* **Reading passage**
####

Budget cuts mean more than simple "belt-tightening" — many programs are declining in quality, and with them goes UT's academic reputation.

by David Madison

Jason Fletcher remembers the panic of early 2000. The semester had just begun and there was a run on required classes. About 50 students at the University of Tennessee packed into a class with 30 seats. They all wanted to take Econ 499, one of the few upper-level courses economics majors must pass in order to graduate.

"This is supposed to be the culmination of your education," says Fletcher, a 22-year-old, 4.0 student from Athens, Tenn.

Trying to oblige some of the econ students desperate to take Econ 499, the professor upped the class size to 33 and raffled off the additional seats. It was a desperate scene, says Fletcher, recalling the reaction of students who didn't have their names drawn from a shuffled pile of scrap paper.

"They were furious, of course," says Fletcher, who comes across as sharp, but laid back. Over the last three and a half years, he's gotten involved on campus, vice-chairing the Issues Committee, which brings guest speakers such as Dr. Ruth and Maya Angelou to UT. It's clear that Fletcher has tried to make the most of his time in Knoxville. That may be why the otherwise soft-spoken senior allows his voice to take a slight edge when he describes the downside of being an econ major.

"The department is trying to do as much as it can with what it has," says Fletcher.

All over campus, students watch as legislative budget cuts eventually become cuts in the classroom.

As former Chancellor Bill Snyder puts it, "That's what happens when you go from the macro to the micro. It's clearly documented how underfunded we are. And it just trickles down."

For the past five years, lawmakers have locked UT into a budgeting scheme that's among the country's least generous. In that time, the state's economy has grown by 25 percent, but appropriations have only increased by 2 percent. That's a meager boost compared to what's being spent on higher education in states such as Florida and Georgia.

And while the entire University of Tennessee appears malnourished, the problems facing UT's Economics Department are unique because this department actually works for the Tennessee Legislature.

Through its Center for Business and Economic Research, it provides the state's lawmakers with vital information. CBER is the authority when it comes to debating the merits of tax reform or forecasting future trends in Tennessee's economy.

####

* **Raw records**
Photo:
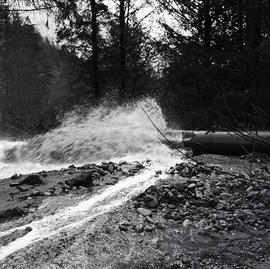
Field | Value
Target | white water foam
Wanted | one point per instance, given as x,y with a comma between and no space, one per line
77,215
123,133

####

* **To be done**
(A) According to the article on budget cuts at the University of Tennessee, how much did state appropriations increase over the past five years while the state's economy grew by 25 percent?
(B) Write the next part of the article on budget cuts at the University of Tennessee, picking up after its final sentence.
The records that accompany this page have no connection to the article on university budget cuts.

* **The responses**
(A) Appropriations increased by only 2 percent.

(B)
But even as the Legislature places demands on CBER, it's done little to insure the health of the department in which the center is housed. Since the late 1980s, the econ department has withered by 20 percent, from 20 faculty members to 16. There have been times when professors went without basic office supplies, all the while trying to accommodate the instruction of a growing number of students.

Few of these students have shown as much promise as Fletcher. When he graduates next fall, Fletcher will likely be on his way to one of the country's top Ph.D. programs. Maybe Harvard. Maybe Berkeley.

Fletcher has never even considered UT's doctoral program, though the department would love to have him. But since around 1990, the econ department has grown accustomed to taking its second, third and fourth choices when enrolling graduate students. Until about 10 years ago, the department enjoyed a strong academic reputation. But then it began losing faculty. Some retired, while others jumped ship.

Amy Farmer is the most recent defector. She moved on to a less prestigious professorship at the University of Arkansas. Farmer says that in the early 1990s, UT's econ department was ranked 56 out of more than 250 nationwide. By comparison, Arkansas didn't even place in the top 100. But the U of A did have money, and Farmer now makes 30 percent more than she did at UT. In addition, she has an updated computer, money to travel, and plenty of office supplies.

Though Arkansas' econ department still ranks far behind Tennessee, Farmer believes that could change.

"They're trying to build something here and I have a feeling that if you do that ranking 10 years from now, it will be the exact opposite," says Farmer. "Reputation takes decades to build, but you can destroy it in five years. And that's what UT is doing."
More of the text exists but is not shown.